* **What is expected**: Please give an exact transcription of the records shown below.

* **Stored data entries**:
—————
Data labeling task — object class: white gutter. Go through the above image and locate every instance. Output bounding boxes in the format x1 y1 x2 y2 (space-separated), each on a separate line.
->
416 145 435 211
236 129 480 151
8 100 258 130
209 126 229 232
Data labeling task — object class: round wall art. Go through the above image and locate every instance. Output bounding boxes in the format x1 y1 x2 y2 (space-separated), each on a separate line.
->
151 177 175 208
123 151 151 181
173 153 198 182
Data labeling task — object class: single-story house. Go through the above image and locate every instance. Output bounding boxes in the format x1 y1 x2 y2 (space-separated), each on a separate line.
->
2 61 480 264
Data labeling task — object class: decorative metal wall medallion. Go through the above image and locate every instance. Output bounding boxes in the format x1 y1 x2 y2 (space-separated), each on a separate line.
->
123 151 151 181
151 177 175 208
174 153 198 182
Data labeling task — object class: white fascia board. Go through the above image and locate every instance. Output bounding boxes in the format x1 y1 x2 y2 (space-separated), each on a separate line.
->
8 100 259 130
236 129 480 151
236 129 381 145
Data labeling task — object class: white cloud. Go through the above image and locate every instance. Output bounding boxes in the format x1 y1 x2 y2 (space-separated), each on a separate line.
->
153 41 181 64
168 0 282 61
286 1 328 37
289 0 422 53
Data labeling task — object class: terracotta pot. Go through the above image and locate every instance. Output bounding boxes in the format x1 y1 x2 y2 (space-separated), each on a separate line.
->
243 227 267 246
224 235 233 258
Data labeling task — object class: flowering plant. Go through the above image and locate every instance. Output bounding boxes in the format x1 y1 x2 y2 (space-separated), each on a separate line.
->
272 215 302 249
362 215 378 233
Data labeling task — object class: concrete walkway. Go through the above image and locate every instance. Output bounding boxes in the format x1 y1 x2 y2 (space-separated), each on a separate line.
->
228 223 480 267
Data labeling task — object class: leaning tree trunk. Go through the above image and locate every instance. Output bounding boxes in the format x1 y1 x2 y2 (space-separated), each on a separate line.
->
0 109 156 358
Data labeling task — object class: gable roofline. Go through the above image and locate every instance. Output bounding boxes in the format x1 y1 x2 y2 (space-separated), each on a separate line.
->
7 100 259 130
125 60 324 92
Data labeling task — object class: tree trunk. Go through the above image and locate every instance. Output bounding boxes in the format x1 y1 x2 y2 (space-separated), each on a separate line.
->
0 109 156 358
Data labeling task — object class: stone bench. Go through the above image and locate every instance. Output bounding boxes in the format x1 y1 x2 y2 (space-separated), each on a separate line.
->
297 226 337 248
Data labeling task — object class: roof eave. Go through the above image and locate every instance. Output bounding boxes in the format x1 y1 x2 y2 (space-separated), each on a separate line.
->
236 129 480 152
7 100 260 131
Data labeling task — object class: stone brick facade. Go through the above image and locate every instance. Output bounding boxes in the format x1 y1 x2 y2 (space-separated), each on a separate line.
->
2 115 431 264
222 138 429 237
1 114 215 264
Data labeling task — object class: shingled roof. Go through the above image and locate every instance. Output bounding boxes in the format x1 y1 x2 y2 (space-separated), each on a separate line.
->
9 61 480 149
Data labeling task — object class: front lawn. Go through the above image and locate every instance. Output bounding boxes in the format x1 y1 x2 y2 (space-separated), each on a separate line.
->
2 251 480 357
—————
* **Output of the task**:
Data labeling task — object class: white gutter. Go through the above image and locate every instance. Output bounding boxes in the format x1 y1 x2 y2 (space-separated), each on a separate line.
->
416 145 435 211
236 129 480 151
8 100 258 130
209 126 229 232
Data labeling task — object class: round wall art. Go through the above image and locate every instance. Output bounding boxes in the format x1 y1 x2 y2 (space-separated), each on a separate line.
->
151 177 175 208
123 151 151 181
173 153 198 182
Data labeling task — object class: single-story house. Go through the above image and locate every instance. Output bounding boxes in the format x1 y1 x2 y2 (space-separated), each on a separate line.
->
2 61 480 264
Data labeling task — object class: decorative metal wall medallion. Go through the above image and locate every instance. Output bounding boxes in the format x1 y1 x2 y2 (space-separated), each on a separate line.
->
123 151 151 181
151 177 175 208
174 153 198 182
Data labeling task — object class: white fascia board. Go through the above image and locate every instance. Output bounding boxes in the format x1 y1 x2 y2 (space-separated), each on a separate line.
->
8 100 259 130
236 129 480 151
236 129 381 145
Data labeling task — object class: white cloud. Go through the above image and locate every instance. Output bounding boxes in the format x1 y1 x2 y2 (space-separated), each on a separate line.
->
153 41 181 64
168 0 282 61
286 1 328 37
289 0 422 53
Data labeling task — object class: terracotta pot. Go through the above image and locate every instance. Output bounding boxes in the format x1 y1 x2 y2 (space-separated), each on a separate line.
->
243 227 267 246
224 235 233 258
Data labeling task — object class: flowering plant. Go through the above image and locate every instance. Output bounding boxes in the format x1 y1 x2 y2 (space-separated), each on a separate line.
->
272 215 302 249
362 215 378 233
Data labeling task — object class: concrete walkway. Go through the above image and locate every instance. Output bounding boxes in the format x1 y1 x2 y2 (space-separated), each on a separate line.
->
228 223 480 267
Data labeling task — object class: leaning tree trunk. Go through the above image and locate every instance. Output bounding boxes in the format x1 y1 x2 y2 (space-separated), each on a separate line.
->
0 109 156 358
Data labeling task — object class: gable roofline. Go through the above image and locate every instance. Output bounding boxes in the format x1 y1 x2 y2 (space-separated), each on a separate line.
->
7 100 259 130
125 60 324 92
Data labeling task — object class: tree trunk. Go through the above image and locate every instance. Output bounding boxes in the format x1 y1 x2 y2 (space-separated), each on a separate line.
->
0 109 156 358
Data labeling task — object class: stone bench. Go through the above image and locate every instance. Output bounding boxes in the format x1 y1 x2 y2 (space-separated), each on a separate line.
->
297 226 337 248
Data labeling task — object class: roof eave. Go through the above image and locate every instance. Output bounding boxes in the format x1 y1 x2 y2 (space-separated), each on a separate line.
->
236 129 480 152
7 100 260 131
Data labeling task — object class: stone brick facade. Go through the above image and locate every instance. Output bounding boxes in the format x1 y1 x2 y2 (space-separated), each on a separate line.
->
2 115 431 264
222 138 429 237
1 114 215 264
Data labeling task — object class: shingled roof. Go through the above image and locate every instance. Output bounding boxes in the format x1 y1 x2 y2 (space-separated), each on a separate line.
->
9 61 480 149
Data labeling task — object class: front lawn. Go through the above image and locate every instance. Output bounding boxes in the format x1 y1 x2 y2 (space-separated), each on a separate line.
->
2 251 480 357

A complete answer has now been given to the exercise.